## [Action item]
Answer these from the forum thread about a DVD mistake:
(a) What username posted the opening message, and at what time?
(b) In jetdv's comment, what step does jetdv suggest would catch such an error if it did occur?
(c) According to Chienworks, what helps a lot?

## [Excerpt to read]
OT: A Simple Mistake We All Make?

wjsd wrote on 7/4/2009, 5:03 AM
I feel sorry for this teacher because I can't tell you how many time this has happened to me since I've started producing DVDs. Bet it's the last time she attempts to make a DVD movie for her students.

Sacramento teacher DVD

What sort of scenes have you 'accidently' included in deliveries to YOUR customers? Anything better than this?

Comments

jetdv wrote on 7/4/2009, 5:47 AM
Can't say this has ever happened to me. In the many DVD's I've delivered, they've all had exactly what I wanted on them. If you render straight from the timeline to the MPEG2 file that goes on the DVD and the timeline only contains footage for that project, I don't see how an error of this nature can occur. Plus, if for some strange reason it DID occur, wouldn't the preview of the disc before copying catch it?
Chienworks wrote on 7/4/2009, 7:10 AM
Of course, not having anything like that on your hard drives helps a lot!

## [Information provided]
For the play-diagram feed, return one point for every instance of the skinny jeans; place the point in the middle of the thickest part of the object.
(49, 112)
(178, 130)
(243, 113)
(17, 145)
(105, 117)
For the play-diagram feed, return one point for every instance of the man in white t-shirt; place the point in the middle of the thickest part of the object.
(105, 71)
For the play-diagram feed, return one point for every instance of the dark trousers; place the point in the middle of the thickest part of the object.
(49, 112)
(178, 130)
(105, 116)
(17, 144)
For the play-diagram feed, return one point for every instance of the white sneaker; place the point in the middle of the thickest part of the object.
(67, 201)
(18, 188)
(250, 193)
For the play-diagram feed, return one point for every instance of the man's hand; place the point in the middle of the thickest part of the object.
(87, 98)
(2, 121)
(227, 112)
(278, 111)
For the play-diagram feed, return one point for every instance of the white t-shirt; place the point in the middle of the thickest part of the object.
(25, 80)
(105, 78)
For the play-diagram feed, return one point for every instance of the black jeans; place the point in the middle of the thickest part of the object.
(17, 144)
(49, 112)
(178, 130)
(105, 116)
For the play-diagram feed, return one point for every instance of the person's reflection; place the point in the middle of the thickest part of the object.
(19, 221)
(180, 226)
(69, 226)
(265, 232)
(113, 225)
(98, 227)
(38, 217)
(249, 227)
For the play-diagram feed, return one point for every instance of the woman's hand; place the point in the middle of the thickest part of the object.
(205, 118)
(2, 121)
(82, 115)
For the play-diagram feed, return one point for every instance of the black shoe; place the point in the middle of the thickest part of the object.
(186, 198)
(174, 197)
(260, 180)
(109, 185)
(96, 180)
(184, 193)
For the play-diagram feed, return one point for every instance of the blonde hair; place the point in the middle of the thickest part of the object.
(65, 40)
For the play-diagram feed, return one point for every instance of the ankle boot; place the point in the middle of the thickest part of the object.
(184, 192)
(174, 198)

* * *

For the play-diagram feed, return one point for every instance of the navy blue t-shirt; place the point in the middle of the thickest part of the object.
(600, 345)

## [Output of the exercise]
(a) wjsd, at 5:03 AM on 7/4/2009
(b) The preview of the disc before copying
(c) Not having anything like that on your hard drives